Given text -
------------------------------------------------------------------------

The Trustee shall have no duty (A) to see to any recording, filing,
or depositing of this Agreement or any agreement referred to herein or any
financing statement or continuation statement evidencing a security interest, or
to see to the maintenance of any such recording or filing or depositing or to
any rerecording, refiling or redepositing thereof, (B) to see to the provisions
of any insurance or (C) to see to the payment or discharge of any tax,
assessment, or other governmental charge or any lien or encumbrance of any kind
owing with respect to, assessed or levied against, any part of the Trust Fund
other than from funds available in the Distribution Account.
Section 8.03 Trustee Not Liable for Certificates or Mortgage Loans.
The recitals contained herein and in the Certificates shall be taken as the
statements of the Depositor or the Transferor, as the case may be, and the
Trustee assumes no responsibility for their correctness. The Trustee makes no
representations as to the validity or sufficiency of this Agreement or of the
Certificates or of any Mortgage Loan or related document other than with respect
to the Trustee's execution and authentication of the Certificates. The Trustee
shall not be accountable for the use or application by the Depositor or the
Master Servicer of any funds paid to the Depositor or the Master Servicer in
respect of the Mortgage Loans or deposited in or withdrawn from the Collection
Account by the Depositor or the Master Servicer.
Section 8.04 Trustee May Own Certificates. The Trustee in its
individual or any other capacity may become the owner or pledgee of Certificates
and may transact business with the parties hereto and their Affiliates with the
same rights as it would have if it were not the Trustee.

------------------------------------------------------------------------

Data rows -
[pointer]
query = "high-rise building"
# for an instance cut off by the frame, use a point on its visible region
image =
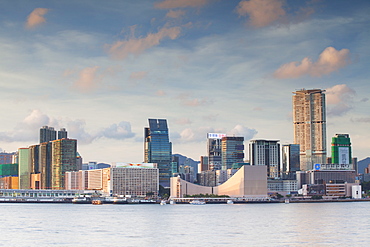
(341, 152)
(45, 164)
(265, 153)
(214, 150)
(64, 153)
(232, 151)
(158, 149)
(309, 122)
(62, 133)
(24, 168)
(290, 161)
(47, 134)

------------------------------------------------------------------------

Your goal - Continue the trust agreement provisions on the Trustee from where they stop, starting after the sentence ending "if it were not the Trustee."

Written reply -
Section 8.05 Trustee's Fees and Expenses. The Trustee shall be
compensated as separately agreed with the Master Servicer. The Trustee and any
director, officer, employee, agent or "control person" within the meaning of the
Securities Act of 1933, as amended, and the Securities Exchange of 1934, as
amended ("Control Person"), of the Trustee shall be indemnified by the Trust and
held harmless against any loss, liability or expense (including reasonable
attorney's fees) (i) incurred in connection with any claim or legal action
relating to (a) this Agreement (b) the Mortgage Loans or (c) the Certificates,
(ii) incurred in connection with the performance of any of the Trustee's duties
hereunder, other than any loss, liability or expense incurred by reason of
willful misfeasance, bad faith or negligence in the performance of any of the
Trustee's duties hereunder, (iii) incurred by reason of any action of the
Trustee taken at the direction of the Certificateholders and (iv) resulting from
any error in any tax or information return prepared by the Master Servicer,
provided that any such loss, liability or expense constitutes an "unanticipated
expense incurred by the REMIC" within the meaning of Treasury Regulations
Section 1.860G-1(b)(3)(ii). Such indemnity shall survive the termination of this
Agreement or the resignation or removal of the Trustee hereunder. Without
limiting the foregoing, and except for any such expense, disbursement or advance
as may arise from the Trustee's negligence, bad faith or willful misconduct, or
which would not be an "unanticipated expense" within the meaning of the second
preceding sentence, the Trustee shall be reimbursed by the Trust for all
reasonable expenses, disbursements and advances incurred or made by the Trustee
in accordance with any of the provisions of this Agreement with respect to: (A)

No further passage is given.